**** STORED DATA ****

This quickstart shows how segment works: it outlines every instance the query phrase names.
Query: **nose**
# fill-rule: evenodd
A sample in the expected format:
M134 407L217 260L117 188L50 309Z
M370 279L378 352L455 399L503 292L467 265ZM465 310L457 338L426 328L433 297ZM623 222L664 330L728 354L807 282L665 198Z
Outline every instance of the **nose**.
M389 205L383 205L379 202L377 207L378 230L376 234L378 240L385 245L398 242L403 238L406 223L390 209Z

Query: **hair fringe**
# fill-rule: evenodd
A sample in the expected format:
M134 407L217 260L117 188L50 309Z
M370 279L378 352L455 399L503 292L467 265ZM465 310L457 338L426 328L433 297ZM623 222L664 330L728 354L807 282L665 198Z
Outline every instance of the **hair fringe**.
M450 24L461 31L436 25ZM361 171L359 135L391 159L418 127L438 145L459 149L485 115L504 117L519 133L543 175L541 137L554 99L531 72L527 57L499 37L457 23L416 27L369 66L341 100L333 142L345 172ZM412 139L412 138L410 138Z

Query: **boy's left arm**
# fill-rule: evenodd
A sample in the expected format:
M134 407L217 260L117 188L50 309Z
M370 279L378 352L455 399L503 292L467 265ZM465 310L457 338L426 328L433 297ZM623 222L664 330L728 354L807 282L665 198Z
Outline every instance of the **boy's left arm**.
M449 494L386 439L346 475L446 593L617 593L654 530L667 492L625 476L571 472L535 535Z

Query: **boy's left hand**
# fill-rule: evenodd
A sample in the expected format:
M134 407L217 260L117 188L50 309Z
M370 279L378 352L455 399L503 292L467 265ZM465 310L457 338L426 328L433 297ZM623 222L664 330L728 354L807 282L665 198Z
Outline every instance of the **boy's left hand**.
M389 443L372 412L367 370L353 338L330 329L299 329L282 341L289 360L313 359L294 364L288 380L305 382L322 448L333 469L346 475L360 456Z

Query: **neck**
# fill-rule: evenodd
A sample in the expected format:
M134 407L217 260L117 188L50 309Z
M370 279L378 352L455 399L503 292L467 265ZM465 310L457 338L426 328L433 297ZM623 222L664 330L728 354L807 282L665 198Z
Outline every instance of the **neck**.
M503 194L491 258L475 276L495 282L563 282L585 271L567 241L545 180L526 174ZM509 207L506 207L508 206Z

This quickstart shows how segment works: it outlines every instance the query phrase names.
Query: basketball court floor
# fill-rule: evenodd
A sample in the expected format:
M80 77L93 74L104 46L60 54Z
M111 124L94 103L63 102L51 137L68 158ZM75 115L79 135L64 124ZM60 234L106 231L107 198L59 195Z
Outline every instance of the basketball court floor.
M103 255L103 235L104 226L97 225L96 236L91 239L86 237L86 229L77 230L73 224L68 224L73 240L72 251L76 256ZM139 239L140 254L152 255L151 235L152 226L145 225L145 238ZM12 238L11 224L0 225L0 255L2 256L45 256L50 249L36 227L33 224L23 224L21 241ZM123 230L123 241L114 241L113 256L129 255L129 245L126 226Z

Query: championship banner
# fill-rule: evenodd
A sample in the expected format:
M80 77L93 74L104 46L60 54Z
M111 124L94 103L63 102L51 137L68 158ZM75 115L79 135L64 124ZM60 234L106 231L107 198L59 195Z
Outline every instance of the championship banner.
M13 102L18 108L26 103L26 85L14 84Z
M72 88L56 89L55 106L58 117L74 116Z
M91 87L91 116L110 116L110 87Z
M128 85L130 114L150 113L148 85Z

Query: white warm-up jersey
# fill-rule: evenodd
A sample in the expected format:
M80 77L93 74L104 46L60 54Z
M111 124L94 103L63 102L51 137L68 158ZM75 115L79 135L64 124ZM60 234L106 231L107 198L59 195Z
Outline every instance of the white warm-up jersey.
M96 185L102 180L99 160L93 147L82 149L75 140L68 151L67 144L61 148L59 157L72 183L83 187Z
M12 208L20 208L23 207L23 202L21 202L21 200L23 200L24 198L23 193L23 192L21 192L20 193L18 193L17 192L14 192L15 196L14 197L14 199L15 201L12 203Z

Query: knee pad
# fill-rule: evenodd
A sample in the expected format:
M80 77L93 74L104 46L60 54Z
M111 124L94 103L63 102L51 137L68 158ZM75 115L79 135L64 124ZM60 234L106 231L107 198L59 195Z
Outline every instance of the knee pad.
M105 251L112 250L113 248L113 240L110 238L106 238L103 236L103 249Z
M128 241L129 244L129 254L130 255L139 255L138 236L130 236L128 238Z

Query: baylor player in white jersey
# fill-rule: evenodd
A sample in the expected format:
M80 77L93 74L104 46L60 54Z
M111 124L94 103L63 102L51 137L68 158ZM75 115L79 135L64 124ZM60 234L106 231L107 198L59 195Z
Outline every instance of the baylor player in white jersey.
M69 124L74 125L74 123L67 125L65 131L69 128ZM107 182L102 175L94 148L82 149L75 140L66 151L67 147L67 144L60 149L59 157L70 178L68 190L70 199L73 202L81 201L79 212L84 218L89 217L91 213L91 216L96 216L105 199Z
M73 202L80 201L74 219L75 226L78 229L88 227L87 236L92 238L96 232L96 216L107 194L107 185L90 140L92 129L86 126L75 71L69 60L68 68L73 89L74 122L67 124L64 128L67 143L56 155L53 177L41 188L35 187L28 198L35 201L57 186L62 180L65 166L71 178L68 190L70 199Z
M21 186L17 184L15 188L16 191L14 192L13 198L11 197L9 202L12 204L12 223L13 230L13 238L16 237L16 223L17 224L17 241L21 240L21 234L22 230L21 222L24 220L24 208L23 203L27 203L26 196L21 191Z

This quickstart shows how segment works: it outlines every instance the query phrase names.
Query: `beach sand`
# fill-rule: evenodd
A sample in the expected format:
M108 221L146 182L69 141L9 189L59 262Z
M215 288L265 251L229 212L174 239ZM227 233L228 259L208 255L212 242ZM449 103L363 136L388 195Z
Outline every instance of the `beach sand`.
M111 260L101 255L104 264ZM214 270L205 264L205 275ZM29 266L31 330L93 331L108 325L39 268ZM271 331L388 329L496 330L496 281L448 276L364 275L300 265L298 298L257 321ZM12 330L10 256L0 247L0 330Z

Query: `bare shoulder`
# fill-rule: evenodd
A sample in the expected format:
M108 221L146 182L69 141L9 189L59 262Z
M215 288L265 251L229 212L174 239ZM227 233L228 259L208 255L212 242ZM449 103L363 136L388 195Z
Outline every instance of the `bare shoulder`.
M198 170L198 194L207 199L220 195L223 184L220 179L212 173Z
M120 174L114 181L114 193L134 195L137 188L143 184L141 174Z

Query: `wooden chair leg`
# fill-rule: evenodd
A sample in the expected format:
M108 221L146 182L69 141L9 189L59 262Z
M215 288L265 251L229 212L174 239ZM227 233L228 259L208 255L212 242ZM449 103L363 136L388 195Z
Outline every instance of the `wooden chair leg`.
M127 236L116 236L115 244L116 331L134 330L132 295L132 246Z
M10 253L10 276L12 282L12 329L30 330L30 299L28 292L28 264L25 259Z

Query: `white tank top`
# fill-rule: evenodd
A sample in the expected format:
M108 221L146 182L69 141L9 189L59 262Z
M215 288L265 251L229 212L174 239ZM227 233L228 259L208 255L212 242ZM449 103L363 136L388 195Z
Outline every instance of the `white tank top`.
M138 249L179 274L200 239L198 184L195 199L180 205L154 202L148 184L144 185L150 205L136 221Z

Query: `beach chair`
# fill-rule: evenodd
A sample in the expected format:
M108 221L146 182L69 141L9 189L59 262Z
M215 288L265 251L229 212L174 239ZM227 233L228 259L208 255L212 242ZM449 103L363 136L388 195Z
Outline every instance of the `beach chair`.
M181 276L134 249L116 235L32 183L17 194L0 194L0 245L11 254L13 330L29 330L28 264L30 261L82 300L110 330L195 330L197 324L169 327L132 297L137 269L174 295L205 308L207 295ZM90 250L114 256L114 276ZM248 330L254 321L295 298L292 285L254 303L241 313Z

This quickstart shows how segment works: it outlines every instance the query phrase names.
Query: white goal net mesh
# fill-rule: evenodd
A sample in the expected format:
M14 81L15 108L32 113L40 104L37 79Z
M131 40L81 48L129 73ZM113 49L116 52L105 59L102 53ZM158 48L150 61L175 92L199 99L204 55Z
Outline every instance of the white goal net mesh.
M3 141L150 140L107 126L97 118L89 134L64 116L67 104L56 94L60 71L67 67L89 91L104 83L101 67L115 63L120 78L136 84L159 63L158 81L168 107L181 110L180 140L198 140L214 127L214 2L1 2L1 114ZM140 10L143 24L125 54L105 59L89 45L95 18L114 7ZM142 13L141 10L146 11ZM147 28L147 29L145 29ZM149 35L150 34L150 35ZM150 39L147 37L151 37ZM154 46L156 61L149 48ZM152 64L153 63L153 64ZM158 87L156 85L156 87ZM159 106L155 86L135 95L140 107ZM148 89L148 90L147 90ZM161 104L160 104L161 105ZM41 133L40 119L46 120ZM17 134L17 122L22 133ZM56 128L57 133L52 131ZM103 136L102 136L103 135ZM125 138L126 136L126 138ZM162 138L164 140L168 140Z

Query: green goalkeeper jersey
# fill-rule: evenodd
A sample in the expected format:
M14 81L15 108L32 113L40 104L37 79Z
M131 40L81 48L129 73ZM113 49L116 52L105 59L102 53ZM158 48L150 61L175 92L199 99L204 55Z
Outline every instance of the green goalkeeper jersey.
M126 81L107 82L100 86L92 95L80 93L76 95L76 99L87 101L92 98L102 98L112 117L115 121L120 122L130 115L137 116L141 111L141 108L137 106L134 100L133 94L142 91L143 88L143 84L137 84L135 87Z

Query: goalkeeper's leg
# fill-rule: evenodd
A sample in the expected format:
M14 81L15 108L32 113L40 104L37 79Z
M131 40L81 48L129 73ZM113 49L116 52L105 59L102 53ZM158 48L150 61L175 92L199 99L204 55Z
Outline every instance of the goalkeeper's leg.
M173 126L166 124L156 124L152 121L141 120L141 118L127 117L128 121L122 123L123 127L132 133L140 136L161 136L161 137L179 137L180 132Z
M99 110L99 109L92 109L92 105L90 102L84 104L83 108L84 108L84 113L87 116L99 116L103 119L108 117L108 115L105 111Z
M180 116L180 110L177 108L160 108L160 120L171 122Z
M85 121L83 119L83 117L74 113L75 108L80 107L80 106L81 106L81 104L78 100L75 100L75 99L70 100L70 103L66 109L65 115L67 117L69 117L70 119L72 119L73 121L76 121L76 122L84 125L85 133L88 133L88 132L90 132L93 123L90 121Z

****
**** STORED DATA ****

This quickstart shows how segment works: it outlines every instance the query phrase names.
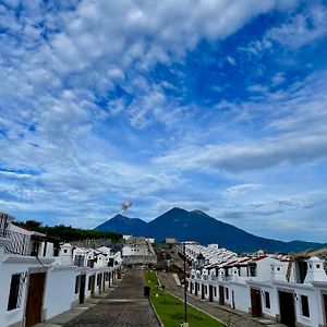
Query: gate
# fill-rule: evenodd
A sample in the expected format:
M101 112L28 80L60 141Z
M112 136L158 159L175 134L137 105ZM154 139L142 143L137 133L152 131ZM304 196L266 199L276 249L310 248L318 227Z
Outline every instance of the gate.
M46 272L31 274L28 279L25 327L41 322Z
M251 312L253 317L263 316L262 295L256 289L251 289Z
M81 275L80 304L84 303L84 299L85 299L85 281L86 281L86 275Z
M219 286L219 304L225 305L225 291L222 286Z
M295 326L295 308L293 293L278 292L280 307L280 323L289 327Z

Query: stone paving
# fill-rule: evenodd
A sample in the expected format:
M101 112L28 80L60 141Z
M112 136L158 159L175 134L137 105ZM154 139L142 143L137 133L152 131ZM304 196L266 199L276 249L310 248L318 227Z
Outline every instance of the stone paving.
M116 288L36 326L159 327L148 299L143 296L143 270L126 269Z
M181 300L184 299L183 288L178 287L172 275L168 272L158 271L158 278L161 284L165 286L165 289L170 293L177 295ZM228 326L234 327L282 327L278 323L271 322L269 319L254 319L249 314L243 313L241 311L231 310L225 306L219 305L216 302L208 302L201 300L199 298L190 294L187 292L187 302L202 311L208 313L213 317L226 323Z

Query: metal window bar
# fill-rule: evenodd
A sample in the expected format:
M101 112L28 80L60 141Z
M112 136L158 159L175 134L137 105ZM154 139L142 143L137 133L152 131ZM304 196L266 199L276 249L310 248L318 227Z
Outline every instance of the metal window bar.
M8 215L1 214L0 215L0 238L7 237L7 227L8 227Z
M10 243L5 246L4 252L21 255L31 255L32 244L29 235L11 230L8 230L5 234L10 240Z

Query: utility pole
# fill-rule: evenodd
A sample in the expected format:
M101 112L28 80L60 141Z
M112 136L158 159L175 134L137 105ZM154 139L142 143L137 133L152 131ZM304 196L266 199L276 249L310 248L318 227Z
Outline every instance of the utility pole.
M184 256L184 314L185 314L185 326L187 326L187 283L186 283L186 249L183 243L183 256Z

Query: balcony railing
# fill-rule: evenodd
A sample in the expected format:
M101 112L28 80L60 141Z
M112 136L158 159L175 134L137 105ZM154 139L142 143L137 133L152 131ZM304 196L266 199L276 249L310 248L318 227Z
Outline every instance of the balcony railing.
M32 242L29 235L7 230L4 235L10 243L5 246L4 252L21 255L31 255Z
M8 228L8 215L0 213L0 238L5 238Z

****

Repeat the data between the line containing "Query: **neck**" and the line containing "M128 85L130 114L150 113L148 85Z", inclusive, reproducing each line without change.

» **EXERCISE RESPONSE**
Query: **neck**
# fill-rule: evenodd
A sample in the expected format:
M134 407L217 260L117 188L50 309Z
M370 279L378 352L455 399L503 292L467 265ZM465 310L457 338L426 328L433 297ZM623 222L664 330L728 354L807 282L665 198Z
Outline every instance of the **neck**.
M503 194L491 258L475 276L495 282L563 282L585 271L567 241L545 180L526 174ZM509 207L506 207L508 206Z

This quickstart shows how segment works: it outlines every instance the query phrase names.
Query: basketball court floor
# fill-rule: evenodd
A sample in the expected format:
M80 77L93 74L104 46L60 54Z
M111 124L94 103L63 102L51 137L68 158ZM75 115L79 135L64 124ZM60 234L106 231L107 198L59 195Z
Outline every instance of the basketball court floor.
M103 255L103 235L104 226L97 225L96 236L91 239L86 237L86 229L77 230L73 224L68 224L73 240L72 251L76 256ZM139 239L140 254L152 255L151 235L152 226L145 225L145 238ZM12 238L11 224L0 225L0 255L2 256L45 256L50 249L36 227L33 224L23 224L21 241ZM123 230L123 241L114 241L113 256L129 255L129 245L126 226Z

Query: championship banner
# fill-rule: evenodd
A sample in the expected format:
M80 77L93 74L104 46L60 54Z
M111 124L94 103L63 102L51 137L68 158ZM75 115L79 135L64 124ZM60 234L106 231L107 198L59 195Z
Outline every instance of the championship banner.
M13 102L18 108L26 103L26 85L14 84Z
M72 88L56 89L55 106L58 117L74 116Z
M91 87L91 116L110 116L110 87Z
M128 85L130 114L150 113L148 85Z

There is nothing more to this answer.